**STORED RECORDS:**
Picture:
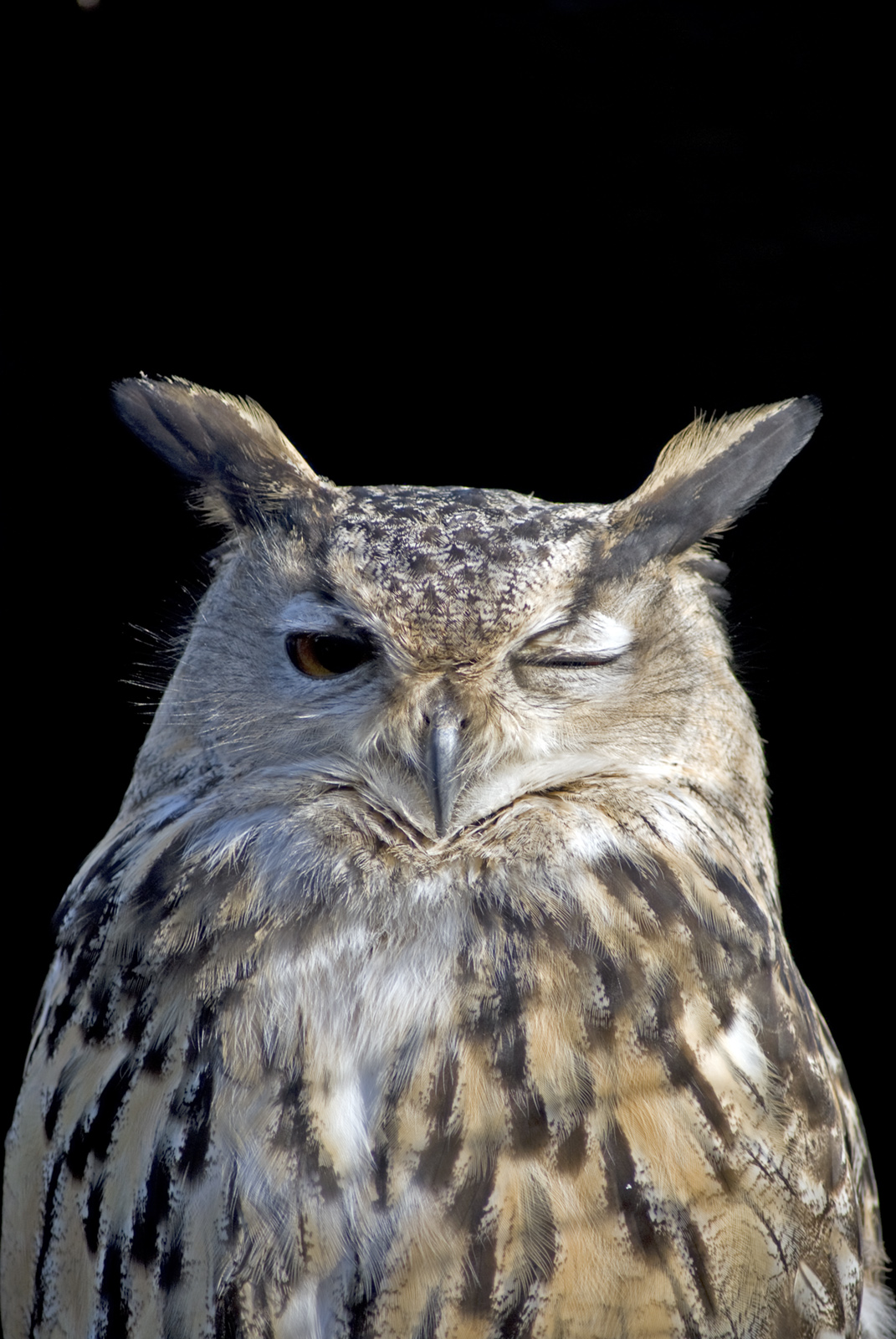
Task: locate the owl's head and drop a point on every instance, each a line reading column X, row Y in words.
column 441, row 655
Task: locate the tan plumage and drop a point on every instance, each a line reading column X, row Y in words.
column 432, row 979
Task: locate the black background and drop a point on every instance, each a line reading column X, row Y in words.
column 510, row 245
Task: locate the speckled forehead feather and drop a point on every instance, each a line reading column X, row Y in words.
column 461, row 549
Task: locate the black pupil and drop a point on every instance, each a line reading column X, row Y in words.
column 338, row 655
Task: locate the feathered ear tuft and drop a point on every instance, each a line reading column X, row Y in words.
column 244, row 465
column 704, row 479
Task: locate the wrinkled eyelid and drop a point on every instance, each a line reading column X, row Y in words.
column 596, row 636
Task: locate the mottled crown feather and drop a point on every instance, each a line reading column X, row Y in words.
column 248, row 472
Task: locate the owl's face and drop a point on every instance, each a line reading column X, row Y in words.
column 438, row 655
column 433, row 658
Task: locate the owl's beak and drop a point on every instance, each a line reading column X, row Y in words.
column 443, row 769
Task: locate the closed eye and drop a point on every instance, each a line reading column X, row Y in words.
column 323, row 655
column 573, row 662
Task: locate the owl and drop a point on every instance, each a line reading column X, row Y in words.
column 430, row 983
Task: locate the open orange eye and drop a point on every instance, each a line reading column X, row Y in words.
column 323, row 656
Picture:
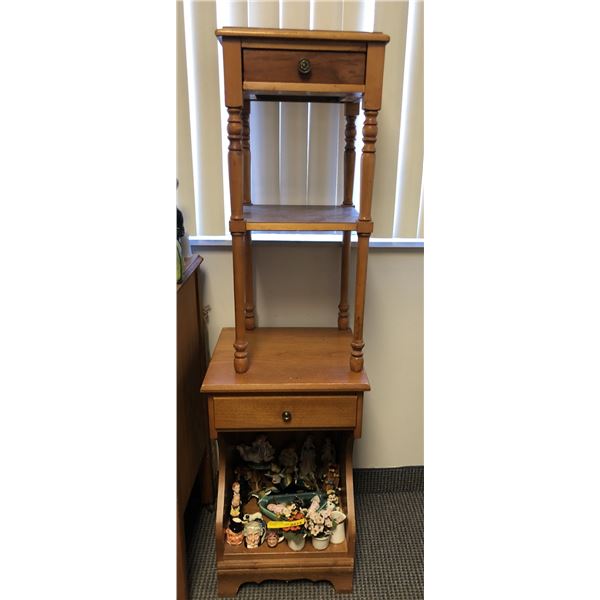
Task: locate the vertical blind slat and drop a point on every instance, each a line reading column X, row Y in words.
column 356, row 17
column 185, row 174
column 206, row 130
column 234, row 14
column 293, row 119
column 391, row 17
column 264, row 118
column 410, row 164
column 324, row 126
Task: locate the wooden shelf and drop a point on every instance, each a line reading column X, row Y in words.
column 275, row 365
column 269, row 217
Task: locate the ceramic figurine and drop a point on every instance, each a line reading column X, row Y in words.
column 273, row 538
column 308, row 463
column 288, row 458
column 235, row 532
column 327, row 455
column 276, row 509
column 259, row 452
column 332, row 478
column 339, row 532
column 314, row 504
column 236, row 502
column 254, row 532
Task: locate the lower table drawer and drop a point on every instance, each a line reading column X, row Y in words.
column 284, row 412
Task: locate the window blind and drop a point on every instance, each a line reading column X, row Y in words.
column 297, row 148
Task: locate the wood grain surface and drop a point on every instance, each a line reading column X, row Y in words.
column 302, row 34
column 291, row 359
column 266, row 412
column 275, row 217
column 282, row 65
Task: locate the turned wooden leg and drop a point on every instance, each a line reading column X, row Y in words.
column 342, row 583
column 356, row 358
column 240, row 361
column 228, row 585
column 237, row 227
column 350, row 110
column 343, row 305
column 249, row 305
column 364, row 227
column 247, row 195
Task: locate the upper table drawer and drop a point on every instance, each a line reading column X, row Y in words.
column 304, row 66
column 284, row 412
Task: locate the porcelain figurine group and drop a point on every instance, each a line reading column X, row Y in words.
column 297, row 494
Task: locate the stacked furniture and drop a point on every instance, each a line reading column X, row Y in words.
column 286, row 381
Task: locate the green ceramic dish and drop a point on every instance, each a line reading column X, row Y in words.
column 288, row 499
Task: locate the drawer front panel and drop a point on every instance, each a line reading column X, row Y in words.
column 284, row 412
column 322, row 67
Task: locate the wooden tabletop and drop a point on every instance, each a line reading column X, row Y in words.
column 291, row 359
column 304, row 34
column 190, row 263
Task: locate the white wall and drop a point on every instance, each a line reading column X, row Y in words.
column 298, row 285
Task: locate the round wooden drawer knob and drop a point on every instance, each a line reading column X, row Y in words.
column 304, row 66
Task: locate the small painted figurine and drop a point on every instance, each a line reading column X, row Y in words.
column 314, row 504
column 332, row 478
column 254, row 532
column 308, row 462
column 259, row 452
column 236, row 500
column 234, row 534
column 273, row 538
column 327, row 456
column 288, row 458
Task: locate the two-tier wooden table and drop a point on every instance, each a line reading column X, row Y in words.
column 289, row 381
column 293, row 65
column 285, row 398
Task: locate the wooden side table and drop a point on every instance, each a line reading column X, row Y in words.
column 285, row 398
column 307, row 66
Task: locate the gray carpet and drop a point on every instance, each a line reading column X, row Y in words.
column 389, row 551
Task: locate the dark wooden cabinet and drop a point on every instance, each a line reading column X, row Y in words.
column 193, row 444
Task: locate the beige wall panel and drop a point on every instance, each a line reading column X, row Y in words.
column 410, row 173
column 392, row 18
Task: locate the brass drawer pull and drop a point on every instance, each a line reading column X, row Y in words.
column 304, row 66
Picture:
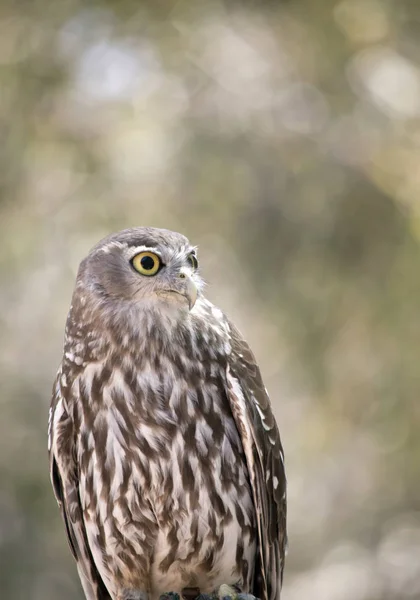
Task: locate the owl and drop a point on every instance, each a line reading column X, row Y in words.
column 165, row 457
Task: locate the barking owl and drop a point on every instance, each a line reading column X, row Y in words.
column 165, row 457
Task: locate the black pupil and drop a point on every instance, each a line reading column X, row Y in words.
column 148, row 263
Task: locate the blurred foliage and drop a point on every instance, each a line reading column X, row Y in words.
column 284, row 139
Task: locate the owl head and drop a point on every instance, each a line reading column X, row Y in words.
column 143, row 268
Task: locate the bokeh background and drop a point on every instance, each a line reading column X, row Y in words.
column 284, row 139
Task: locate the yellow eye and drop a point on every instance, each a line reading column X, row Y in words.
column 146, row 263
column 192, row 261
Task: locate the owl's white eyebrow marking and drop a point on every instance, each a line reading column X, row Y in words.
column 138, row 249
column 108, row 247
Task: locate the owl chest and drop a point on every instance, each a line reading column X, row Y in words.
column 173, row 446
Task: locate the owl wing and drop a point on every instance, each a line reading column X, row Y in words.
column 255, row 421
column 65, row 481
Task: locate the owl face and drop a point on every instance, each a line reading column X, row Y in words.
column 144, row 267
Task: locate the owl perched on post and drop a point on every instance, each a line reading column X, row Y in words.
column 165, row 457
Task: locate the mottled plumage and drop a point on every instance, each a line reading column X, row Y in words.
column 165, row 456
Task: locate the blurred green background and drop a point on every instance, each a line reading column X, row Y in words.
column 284, row 139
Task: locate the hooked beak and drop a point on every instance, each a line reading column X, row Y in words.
column 190, row 292
column 184, row 287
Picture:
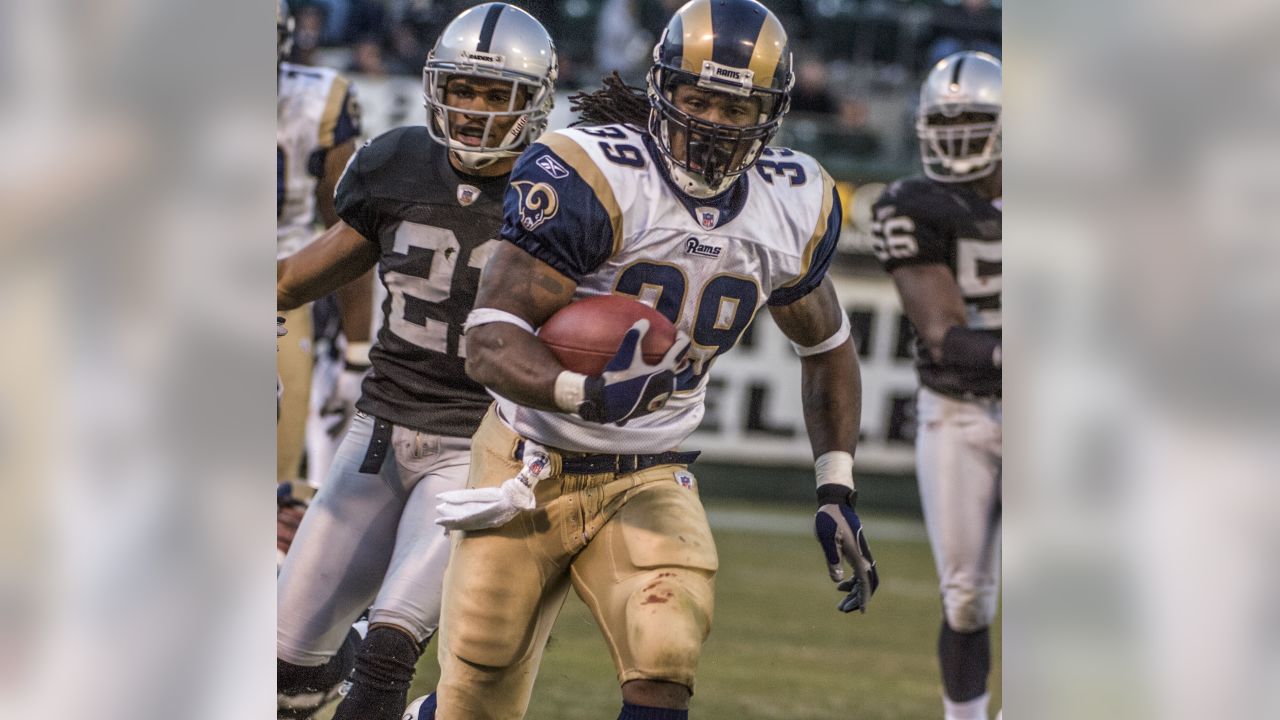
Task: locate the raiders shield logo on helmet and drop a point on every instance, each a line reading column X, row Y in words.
column 467, row 195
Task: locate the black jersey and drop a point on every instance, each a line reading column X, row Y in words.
column 919, row 222
column 435, row 228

**EXERCISE PROMPT:**
Render every line of the items above as a Markdown table with the columns "Row" and "Line," numbering the rows and skipping blank lines. Omit the pictures.

**EXERCISE SOLUTION:**
| Row | Line |
|---|---|
| 1 | Picture: |
| 2 | Task: locate the owl's head and drop a point on every instance, each a line reading column X, row Y in words. |
| 3 | column 441, row 655 |
| 4 | Task: locate the tan plumage and drop a point on every instance, each a line reading column X, row Y in words. |
| 5 | column 432, row 979 |
| 6 | Task: locate the black background and drop a point on every instance, each a line reading column X, row Y in words. |
| 7 | column 510, row 245 |
| 8 | Task: locate the speckled forehead feather and drop a point on every instance, each a line reading column X, row Y in words. |
| 9 | column 461, row 549 |
| 10 | Task: locate the black pupil and drop a point on every instance, each a line reading column X, row Y in words. |
| 11 | column 338, row 655 |
| 12 | Task: locate the feathered ear tuft and drop a point on every instance, each a line reading column X, row Y in words. |
| 13 | column 244, row 465 |
| 14 | column 704, row 479 |
| 15 | Task: locate the wrinkled eyelid and drop a point on every instance, each a line reading column X, row Y in words. |
| 16 | column 596, row 636 |
| 17 | Task: locate the mottled crown feather and drop a point on every instance, each a line reading column X, row Y in words. |
| 18 | column 248, row 472 |
| 19 | Task: locate the owl's face and drop a point on every instance, each a line reading column X, row Y in words. |
| 20 | column 438, row 655 |
| 21 | column 433, row 658 |
| 22 | Task: locate the owl's beak and drop a point on every instance, each a line reading column X, row Y in words. |
| 23 | column 443, row 769 |
| 24 | Task: locate the closed eye and drop a point on every instance, each a line reading column X, row Y in words. |
| 25 | column 323, row 655 |
| 26 | column 573, row 662 |
| 27 | Task: locate the owl and drop a point on every instance, each a line reading column X, row Y in words. |
| 28 | column 430, row 983 |
| 29 | Task: locate the open orange eye and drop a point on every instance, each a line reading column X, row Y in words. |
| 30 | column 323, row 656 |
| 31 | Picture: |
| 32 | Task: locate the vertical blind slat and drop a point on every instance, each a line reading column X, row Y in words. |
| 33 | column 356, row 17 |
| 34 | column 185, row 174 |
| 35 | column 206, row 130 |
| 36 | column 234, row 14 |
| 37 | column 293, row 119 |
| 38 | column 391, row 17 |
| 39 | column 264, row 118 |
| 40 | column 410, row 164 |
| 41 | column 324, row 126 |
| 42 | Task: locate the wooden shelf and drop a point on every instance, each a line reading column X, row Y in words. |
| 43 | column 275, row 365 |
| 44 | column 269, row 217 |
| 45 | Task: locate the ceramic figurine and drop a point on every instance, each a line reading column X, row Y in words. |
| 46 | column 273, row 538 |
| 47 | column 308, row 463 |
| 48 | column 288, row 458 |
| 49 | column 235, row 532 |
| 50 | column 327, row 455 |
| 51 | column 276, row 509 |
| 52 | column 259, row 452 |
| 53 | column 332, row 478 |
| 54 | column 339, row 532 |
| 55 | column 314, row 504 |
| 56 | column 236, row 502 |
| 57 | column 254, row 532 |
| 58 | Task: locate the lower table drawer and drop a point on every instance, each a line reading column X, row Y in words. |
| 59 | column 284, row 412 |
| 60 | Task: locate the window blind and drop a point on every instance, each a line reading column X, row Y in words. |
| 61 | column 297, row 148 |
| 62 | Task: locate the wood grain surface and drop a point on every instance, each a line reading column X, row Y in words. |
| 63 | column 302, row 34 |
| 64 | column 291, row 359 |
| 65 | column 266, row 412 |
| 66 | column 275, row 217 |
| 67 | column 282, row 65 |
| 68 | Task: locate the turned wooden leg and drop a point on every instance, each a line reading column X, row Y in words. |
| 69 | column 342, row 583 |
| 70 | column 356, row 358 |
| 71 | column 240, row 361 |
| 72 | column 228, row 585 |
| 73 | column 237, row 227 |
| 74 | column 350, row 110 |
| 75 | column 343, row 305 |
| 76 | column 249, row 305 |
| 77 | column 364, row 227 |
| 78 | column 247, row 195 |
| 79 | Task: locate the upper table drawer and drop a point on every instance, each a line reading column X, row Y in words. |
| 80 | column 304, row 66 |
| 81 | column 284, row 412 |
| 82 | Task: locate the porcelain figurine group and drop a point on every instance, each a line reading column X, row Y in words. |
| 83 | column 297, row 494 |
| 84 | Task: locate the stacked furniture and drop a point on every instance, each a line reading column X, row Y in words. |
| 85 | column 286, row 381 |
| 86 | Task: locate the green ceramic dish and drop a point on every instance, each a line reading column X, row Y in words. |
| 87 | column 288, row 499 |
| 88 | Task: locate the drawer front panel and drop a point on every instance, each a line reading column X, row Y in words. |
| 89 | column 284, row 412 |
| 90 | column 322, row 67 |
| 91 | Task: locate the wooden tabletop and drop a point on every instance, each a line reading column X, row Y in words. |
| 92 | column 291, row 359 |
| 93 | column 304, row 34 |
| 94 | column 190, row 263 |
| 95 | Task: locate the white wall and drop a point on every instance, each a line reading column X, row Y in words. |
| 96 | column 298, row 285 |
| 97 | Task: locate the round wooden drawer knob and drop a point on every instance, each a line reading column X, row Y in words. |
| 98 | column 304, row 66 |
| 99 | Task: locate the small painted figurine and drop a point on every instance, each a line reading column X, row Y in words. |
| 100 | column 314, row 504 |
| 101 | column 332, row 478 |
| 102 | column 254, row 532 |
| 103 | column 308, row 462 |
| 104 | column 259, row 452 |
| 105 | column 236, row 500 |
| 106 | column 234, row 534 |
| 107 | column 273, row 538 |
| 108 | column 327, row 456 |
| 109 | column 288, row 458 |
| 110 | Task: locate the two-tier wooden table and drop a point on every instance, each a line reading column X, row Y in words. |
| 111 | column 289, row 381 |
| 112 | column 293, row 65 |
| 113 | column 285, row 398 |
| 114 | Task: locate the wooden side table and drop a point on every instance, each a line reading column X, row Y in words. |
| 115 | column 285, row 398 |
| 116 | column 307, row 66 |
| 117 | Task: locate the gray carpet and drop a point on every instance, each a line reading column X, row Y in words. |
| 118 | column 389, row 551 |
| 119 | Task: locate the dark wooden cabinet and drop a point on every instance, each a line reading column X, row Y in words. |
| 120 | column 193, row 444 |
| 121 | Task: locate the beige wall panel and drop a point on every instance, each a line reading column X, row Y in words. |
| 122 | column 410, row 173 |
| 123 | column 392, row 18 |
| 124 | Task: locate the brass drawer pull and drop a point on every instance, each a line reading column X, row Y in words. |
| 125 | column 304, row 66 |
| 126 | Picture: |
| 127 | Task: locate the owl and drop a point on every instance, each a line reading column X, row Y in words. |
| 128 | column 165, row 457 |
| 129 | Task: locate the barking owl and drop a point on every instance, each a line reading column X, row Y in words. |
| 130 | column 165, row 457 |
| 131 | Task: locate the black pupil and drop a point on every instance, each a line reading column X, row Y in words. |
| 132 | column 148, row 263 |
| 133 | Task: locate the blurred foliage and drop a point on every instance, each a line reading column X, row Y in words. |
| 134 | column 284, row 139 |
| 135 | Task: locate the owl head and drop a point on every instance, each a line reading column X, row Y in words. |
| 136 | column 143, row 268 |
| 137 | Task: locate the bokeh background and drop a point on every instance, each a line reading column X, row Y in words. |
| 138 | column 284, row 139 |
| 139 | Task: locate the yellow eye and drop a point on every instance, each a line reading column X, row Y in words. |
| 140 | column 146, row 263 |
| 141 | column 192, row 261 |
| 142 | Task: locate the owl's white eyebrow marking and drop a point on every instance, each a line reading column X, row Y in words. |
| 143 | column 138, row 249 |
| 144 | column 108, row 247 |
| 145 | Task: locate the owl chest and drop a point on every instance, each a line reading column X, row Y in words. |
| 146 | column 173, row 446 |
| 147 | Task: locate the owl wing and drop a point on every instance, each a line reading column X, row Y in words. |
| 148 | column 255, row 421 |
| 149 | column 65, row 481 |
| 150 | Task: locate the owl face and drop a point on every instance, each a line reading column X, row Y in words. |
| 151 | column 144, row 267 |
| 152 | Task: locate the owl perched on post and drop a point on every instance, each a line reading column X, row Y in words. |
| 153 | column 165, row 457 |
| 154 | Task: locate the mottled plumage and drop a point on every instance, each a line reading column X, row Y in words. |
| 155 | column 165, row 456 |
| 156 | Task: locate the blurred green background and drop a point on every instance, each a line reading column X, row Y in words. |
| 157 | column 284, row 139 |
| 158 | Task: locate the hooked beak and drop a point on every instance, each a line reading column X, row Y in words. |
| 159 | column 190, row 292 |
| 160 | column 184, row 287 |
| 161 | Picture: |
| 162 | Task: locate the raiders shield logo on helmet and drop a point on every instance, each a line reading column X, row Y in words. |
| 163 | column 467, row 195 |
| 164 | Task: locate the black jersey and drop a point on every instance, each a line reading column X, row Y in words. |
| 165 | column 919, row 222 |
| 166 | column 435, row 228 |